» **What you have to do**: Find every line in the items below that contains the string "riverbank", treating case as significant, and copy each matching line.

[begin Records]

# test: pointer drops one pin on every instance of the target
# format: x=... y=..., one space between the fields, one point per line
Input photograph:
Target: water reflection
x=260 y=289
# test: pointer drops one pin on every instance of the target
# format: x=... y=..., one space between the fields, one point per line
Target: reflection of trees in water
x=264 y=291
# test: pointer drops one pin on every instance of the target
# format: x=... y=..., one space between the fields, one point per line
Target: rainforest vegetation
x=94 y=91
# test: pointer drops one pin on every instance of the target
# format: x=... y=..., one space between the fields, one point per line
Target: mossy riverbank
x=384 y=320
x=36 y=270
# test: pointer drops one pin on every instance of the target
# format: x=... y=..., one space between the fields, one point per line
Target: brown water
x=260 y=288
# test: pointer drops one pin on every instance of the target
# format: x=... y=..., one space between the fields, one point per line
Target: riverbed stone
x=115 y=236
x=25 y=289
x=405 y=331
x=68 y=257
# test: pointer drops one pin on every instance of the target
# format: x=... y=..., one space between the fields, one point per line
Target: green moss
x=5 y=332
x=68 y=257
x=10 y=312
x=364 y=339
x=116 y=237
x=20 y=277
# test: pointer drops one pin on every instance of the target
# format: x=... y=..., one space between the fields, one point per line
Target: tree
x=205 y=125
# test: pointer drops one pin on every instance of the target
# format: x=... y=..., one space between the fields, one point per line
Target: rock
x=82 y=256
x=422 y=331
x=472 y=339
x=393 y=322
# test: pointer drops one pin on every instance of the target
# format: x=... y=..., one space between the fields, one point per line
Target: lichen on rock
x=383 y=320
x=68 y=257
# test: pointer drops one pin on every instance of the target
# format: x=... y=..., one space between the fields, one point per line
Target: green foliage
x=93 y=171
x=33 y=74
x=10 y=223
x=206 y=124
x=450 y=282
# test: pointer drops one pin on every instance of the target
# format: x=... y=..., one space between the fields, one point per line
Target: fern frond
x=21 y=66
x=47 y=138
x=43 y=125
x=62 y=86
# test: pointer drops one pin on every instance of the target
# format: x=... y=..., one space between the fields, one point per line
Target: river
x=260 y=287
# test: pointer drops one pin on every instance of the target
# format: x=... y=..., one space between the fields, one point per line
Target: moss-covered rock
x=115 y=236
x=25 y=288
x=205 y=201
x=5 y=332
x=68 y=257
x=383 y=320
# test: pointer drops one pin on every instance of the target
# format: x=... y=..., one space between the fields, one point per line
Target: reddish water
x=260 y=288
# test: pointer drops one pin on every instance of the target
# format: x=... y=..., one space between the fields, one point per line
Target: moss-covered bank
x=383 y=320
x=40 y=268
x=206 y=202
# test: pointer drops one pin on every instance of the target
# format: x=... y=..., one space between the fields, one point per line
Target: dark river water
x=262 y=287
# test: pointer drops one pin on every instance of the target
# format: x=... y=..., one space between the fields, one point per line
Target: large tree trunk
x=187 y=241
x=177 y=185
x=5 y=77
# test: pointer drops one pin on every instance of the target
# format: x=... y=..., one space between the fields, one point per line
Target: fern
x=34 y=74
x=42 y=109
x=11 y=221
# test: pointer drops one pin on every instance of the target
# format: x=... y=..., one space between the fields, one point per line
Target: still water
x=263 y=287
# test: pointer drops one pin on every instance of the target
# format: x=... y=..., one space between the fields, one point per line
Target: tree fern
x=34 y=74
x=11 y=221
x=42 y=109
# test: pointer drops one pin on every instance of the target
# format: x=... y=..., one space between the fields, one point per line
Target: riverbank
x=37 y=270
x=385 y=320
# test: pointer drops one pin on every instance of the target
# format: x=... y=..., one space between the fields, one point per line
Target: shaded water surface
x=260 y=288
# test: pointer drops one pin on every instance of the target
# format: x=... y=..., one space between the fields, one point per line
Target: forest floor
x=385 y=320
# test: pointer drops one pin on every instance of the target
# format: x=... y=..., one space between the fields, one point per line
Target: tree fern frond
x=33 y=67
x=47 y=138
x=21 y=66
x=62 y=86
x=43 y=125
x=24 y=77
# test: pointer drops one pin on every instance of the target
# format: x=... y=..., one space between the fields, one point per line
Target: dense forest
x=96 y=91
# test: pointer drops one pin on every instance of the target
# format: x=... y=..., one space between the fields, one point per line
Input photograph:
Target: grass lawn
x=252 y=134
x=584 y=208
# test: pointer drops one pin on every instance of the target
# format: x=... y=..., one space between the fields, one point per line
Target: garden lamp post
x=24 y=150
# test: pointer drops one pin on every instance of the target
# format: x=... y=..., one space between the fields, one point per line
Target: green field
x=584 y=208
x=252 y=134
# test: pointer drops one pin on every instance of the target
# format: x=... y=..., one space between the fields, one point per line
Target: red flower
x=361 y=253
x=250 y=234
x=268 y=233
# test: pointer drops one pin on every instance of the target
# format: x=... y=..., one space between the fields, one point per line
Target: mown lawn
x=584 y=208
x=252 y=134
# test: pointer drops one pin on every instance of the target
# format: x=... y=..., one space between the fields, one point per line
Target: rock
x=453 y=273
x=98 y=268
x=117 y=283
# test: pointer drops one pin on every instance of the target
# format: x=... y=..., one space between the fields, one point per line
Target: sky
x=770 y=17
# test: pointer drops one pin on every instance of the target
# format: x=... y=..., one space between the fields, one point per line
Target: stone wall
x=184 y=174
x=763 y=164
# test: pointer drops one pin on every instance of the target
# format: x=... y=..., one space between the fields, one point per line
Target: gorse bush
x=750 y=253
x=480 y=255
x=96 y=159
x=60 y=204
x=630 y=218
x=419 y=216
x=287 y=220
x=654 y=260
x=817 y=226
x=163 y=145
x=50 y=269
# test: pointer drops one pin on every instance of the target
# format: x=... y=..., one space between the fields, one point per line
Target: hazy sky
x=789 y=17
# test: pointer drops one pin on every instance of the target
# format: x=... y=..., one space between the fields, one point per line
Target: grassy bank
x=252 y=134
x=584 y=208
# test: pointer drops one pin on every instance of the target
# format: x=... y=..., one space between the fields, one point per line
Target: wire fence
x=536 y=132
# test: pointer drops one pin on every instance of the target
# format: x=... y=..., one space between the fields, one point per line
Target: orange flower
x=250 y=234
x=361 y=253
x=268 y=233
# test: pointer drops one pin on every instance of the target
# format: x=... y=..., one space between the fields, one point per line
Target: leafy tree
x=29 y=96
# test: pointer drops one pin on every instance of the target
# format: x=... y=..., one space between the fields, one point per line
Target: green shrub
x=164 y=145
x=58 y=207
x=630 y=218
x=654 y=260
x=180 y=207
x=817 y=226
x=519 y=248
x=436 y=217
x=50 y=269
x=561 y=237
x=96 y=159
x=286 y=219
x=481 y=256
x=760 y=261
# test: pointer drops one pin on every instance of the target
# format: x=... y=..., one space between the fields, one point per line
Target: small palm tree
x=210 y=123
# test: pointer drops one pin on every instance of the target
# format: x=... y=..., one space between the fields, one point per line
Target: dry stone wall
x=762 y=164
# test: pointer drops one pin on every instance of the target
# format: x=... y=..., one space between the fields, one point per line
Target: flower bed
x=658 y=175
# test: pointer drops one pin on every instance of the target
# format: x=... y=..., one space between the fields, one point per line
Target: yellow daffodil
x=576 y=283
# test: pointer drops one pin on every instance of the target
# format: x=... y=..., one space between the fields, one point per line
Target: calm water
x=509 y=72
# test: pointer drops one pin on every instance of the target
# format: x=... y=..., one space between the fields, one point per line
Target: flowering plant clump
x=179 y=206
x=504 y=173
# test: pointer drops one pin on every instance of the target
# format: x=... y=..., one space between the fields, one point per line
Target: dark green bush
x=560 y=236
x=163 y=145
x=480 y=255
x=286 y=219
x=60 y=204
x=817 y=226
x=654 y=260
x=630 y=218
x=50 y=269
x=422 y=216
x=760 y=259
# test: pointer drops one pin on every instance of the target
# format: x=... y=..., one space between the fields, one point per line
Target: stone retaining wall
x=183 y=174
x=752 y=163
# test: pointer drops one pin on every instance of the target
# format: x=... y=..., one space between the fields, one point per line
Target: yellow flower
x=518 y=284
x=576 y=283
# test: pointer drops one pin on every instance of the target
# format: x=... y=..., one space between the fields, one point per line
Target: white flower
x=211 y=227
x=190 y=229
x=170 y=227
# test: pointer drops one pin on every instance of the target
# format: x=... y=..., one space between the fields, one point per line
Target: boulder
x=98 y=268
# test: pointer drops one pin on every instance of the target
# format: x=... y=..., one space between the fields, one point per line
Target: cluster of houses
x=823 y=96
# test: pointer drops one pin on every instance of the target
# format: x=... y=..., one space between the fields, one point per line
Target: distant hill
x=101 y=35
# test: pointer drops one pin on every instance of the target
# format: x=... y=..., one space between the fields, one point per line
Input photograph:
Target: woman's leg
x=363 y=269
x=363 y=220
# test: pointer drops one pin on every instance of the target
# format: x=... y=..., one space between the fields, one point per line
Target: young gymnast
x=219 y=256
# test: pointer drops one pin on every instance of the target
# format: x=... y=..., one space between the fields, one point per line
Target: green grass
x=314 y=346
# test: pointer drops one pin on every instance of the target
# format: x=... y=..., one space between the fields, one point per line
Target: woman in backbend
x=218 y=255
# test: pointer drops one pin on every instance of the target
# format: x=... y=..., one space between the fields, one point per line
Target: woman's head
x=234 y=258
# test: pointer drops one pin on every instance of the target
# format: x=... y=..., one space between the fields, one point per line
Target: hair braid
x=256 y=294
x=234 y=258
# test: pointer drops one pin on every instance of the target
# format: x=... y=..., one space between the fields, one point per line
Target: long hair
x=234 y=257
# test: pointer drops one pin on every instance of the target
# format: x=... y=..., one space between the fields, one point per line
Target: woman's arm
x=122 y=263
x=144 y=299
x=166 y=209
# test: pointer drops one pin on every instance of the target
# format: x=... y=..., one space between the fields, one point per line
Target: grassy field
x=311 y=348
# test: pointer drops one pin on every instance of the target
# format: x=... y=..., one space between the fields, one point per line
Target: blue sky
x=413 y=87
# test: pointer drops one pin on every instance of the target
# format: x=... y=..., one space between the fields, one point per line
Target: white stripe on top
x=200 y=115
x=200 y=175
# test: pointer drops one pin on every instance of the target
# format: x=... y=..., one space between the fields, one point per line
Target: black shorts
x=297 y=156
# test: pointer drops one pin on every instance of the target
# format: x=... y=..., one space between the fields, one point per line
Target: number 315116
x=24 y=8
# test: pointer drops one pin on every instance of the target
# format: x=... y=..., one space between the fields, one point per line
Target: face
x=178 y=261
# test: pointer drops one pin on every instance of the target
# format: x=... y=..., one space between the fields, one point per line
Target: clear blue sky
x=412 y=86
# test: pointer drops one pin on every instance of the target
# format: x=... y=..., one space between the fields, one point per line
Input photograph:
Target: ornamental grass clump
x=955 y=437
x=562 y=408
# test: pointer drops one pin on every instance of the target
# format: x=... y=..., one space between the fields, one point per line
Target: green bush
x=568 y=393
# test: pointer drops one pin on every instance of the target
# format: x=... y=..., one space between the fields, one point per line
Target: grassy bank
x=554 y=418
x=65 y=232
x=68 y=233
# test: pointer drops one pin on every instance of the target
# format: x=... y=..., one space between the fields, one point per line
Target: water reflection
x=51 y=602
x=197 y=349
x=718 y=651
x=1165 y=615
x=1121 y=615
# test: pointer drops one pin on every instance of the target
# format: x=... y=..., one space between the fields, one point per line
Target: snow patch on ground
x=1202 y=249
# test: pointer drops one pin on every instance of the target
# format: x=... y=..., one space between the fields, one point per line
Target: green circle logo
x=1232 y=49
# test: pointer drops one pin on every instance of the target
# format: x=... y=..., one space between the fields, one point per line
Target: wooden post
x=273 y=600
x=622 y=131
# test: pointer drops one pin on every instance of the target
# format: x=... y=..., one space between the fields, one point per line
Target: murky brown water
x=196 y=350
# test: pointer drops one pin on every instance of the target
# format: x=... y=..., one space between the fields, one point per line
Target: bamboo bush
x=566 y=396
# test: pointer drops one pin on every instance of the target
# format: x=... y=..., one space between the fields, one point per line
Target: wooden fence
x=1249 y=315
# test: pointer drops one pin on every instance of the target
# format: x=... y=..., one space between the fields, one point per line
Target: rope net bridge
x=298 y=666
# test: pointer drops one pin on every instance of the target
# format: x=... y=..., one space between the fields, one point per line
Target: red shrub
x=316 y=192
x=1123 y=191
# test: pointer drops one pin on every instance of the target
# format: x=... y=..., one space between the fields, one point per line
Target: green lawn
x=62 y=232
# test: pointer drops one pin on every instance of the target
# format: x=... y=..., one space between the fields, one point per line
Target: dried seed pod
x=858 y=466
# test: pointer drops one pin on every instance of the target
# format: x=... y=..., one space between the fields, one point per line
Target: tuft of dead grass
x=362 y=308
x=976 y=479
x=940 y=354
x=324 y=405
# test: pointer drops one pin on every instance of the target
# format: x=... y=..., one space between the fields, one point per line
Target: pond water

[end Records]

» **Final result**:
Target: mossy riverbank
Target: riverbank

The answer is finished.